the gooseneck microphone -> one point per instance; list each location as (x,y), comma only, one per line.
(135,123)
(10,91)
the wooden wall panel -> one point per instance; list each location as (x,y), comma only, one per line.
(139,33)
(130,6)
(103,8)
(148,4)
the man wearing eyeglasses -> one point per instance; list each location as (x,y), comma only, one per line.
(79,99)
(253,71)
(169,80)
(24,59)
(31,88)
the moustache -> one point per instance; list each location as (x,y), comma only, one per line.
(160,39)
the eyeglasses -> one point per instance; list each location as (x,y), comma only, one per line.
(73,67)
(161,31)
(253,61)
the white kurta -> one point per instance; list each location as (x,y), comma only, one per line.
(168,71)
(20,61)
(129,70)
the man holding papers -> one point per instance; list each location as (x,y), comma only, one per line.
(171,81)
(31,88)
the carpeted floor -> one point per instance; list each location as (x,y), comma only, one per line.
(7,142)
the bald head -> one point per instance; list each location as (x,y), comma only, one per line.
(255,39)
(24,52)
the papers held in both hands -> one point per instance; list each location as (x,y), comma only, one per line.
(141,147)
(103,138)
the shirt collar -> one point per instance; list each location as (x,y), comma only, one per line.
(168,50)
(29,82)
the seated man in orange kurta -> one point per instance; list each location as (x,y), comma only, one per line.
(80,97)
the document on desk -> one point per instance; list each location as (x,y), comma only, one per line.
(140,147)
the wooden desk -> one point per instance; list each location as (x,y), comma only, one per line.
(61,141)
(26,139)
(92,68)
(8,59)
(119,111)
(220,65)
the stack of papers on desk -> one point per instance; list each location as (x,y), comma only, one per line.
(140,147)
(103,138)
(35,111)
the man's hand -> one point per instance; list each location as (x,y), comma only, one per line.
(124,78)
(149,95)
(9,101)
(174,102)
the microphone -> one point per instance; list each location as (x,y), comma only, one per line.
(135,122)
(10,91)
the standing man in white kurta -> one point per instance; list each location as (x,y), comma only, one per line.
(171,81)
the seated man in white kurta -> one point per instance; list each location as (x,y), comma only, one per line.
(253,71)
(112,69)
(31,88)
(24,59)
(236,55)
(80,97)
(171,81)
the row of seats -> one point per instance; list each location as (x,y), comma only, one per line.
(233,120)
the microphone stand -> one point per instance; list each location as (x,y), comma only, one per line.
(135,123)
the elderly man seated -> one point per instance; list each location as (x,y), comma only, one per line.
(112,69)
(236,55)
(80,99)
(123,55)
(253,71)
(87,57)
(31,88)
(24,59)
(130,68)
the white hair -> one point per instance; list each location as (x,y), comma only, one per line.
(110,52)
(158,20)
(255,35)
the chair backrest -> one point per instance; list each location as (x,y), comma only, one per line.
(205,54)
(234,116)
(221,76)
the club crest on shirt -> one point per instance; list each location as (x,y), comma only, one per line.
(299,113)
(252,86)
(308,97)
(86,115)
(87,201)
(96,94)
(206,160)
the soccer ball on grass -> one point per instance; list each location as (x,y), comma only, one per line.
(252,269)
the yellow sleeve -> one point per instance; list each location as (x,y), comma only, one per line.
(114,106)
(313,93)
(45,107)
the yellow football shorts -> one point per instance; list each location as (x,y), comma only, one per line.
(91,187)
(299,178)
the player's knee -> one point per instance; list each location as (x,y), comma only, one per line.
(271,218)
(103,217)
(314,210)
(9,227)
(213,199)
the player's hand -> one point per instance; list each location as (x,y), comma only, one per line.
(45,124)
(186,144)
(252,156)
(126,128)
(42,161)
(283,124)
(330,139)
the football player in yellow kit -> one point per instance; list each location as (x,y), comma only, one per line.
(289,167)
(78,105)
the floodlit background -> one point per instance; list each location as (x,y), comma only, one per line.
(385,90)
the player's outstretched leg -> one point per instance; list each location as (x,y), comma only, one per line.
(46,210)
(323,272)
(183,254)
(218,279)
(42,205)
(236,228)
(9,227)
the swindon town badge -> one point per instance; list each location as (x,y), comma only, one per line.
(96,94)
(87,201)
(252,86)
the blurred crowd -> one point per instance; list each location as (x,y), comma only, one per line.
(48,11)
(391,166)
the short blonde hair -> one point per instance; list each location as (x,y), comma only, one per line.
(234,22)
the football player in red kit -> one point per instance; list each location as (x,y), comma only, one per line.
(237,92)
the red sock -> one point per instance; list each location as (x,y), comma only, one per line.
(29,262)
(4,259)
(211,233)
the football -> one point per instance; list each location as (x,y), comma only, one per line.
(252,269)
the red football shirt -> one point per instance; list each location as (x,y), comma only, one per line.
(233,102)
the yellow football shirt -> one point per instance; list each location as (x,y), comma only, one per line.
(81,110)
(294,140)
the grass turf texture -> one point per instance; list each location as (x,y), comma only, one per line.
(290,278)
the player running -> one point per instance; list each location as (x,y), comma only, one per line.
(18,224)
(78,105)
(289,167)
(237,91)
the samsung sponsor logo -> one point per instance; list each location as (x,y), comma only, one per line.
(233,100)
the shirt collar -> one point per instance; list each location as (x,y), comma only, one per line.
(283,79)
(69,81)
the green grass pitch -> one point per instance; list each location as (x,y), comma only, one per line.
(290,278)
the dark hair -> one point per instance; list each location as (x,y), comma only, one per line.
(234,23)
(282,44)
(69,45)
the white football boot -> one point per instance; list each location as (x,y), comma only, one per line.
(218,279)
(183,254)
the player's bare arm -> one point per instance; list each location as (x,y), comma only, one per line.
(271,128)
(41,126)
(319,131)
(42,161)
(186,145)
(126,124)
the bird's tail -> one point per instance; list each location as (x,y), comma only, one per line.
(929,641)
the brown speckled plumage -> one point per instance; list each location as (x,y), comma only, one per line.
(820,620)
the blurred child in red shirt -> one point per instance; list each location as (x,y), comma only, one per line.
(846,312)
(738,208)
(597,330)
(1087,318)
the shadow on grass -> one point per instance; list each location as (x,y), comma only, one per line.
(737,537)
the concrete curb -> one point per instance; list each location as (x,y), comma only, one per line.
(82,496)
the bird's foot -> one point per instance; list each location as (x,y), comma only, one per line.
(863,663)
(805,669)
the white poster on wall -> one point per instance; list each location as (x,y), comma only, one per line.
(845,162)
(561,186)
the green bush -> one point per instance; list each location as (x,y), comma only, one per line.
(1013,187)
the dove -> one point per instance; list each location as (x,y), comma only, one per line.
□ □ □ □
- Required task
Update the part of the items that opens with the line containing "the green bush" and closes with the end of the items by replacing "dove" with "pigeon", leaving everything else unchanged.

- Result of this task
the green bush -> one point per instance; list each location as (x,y), comma only, one per line.
(1013,187)
the pigeon -> one point per instance; list each location as (x,y), comma only, one per line.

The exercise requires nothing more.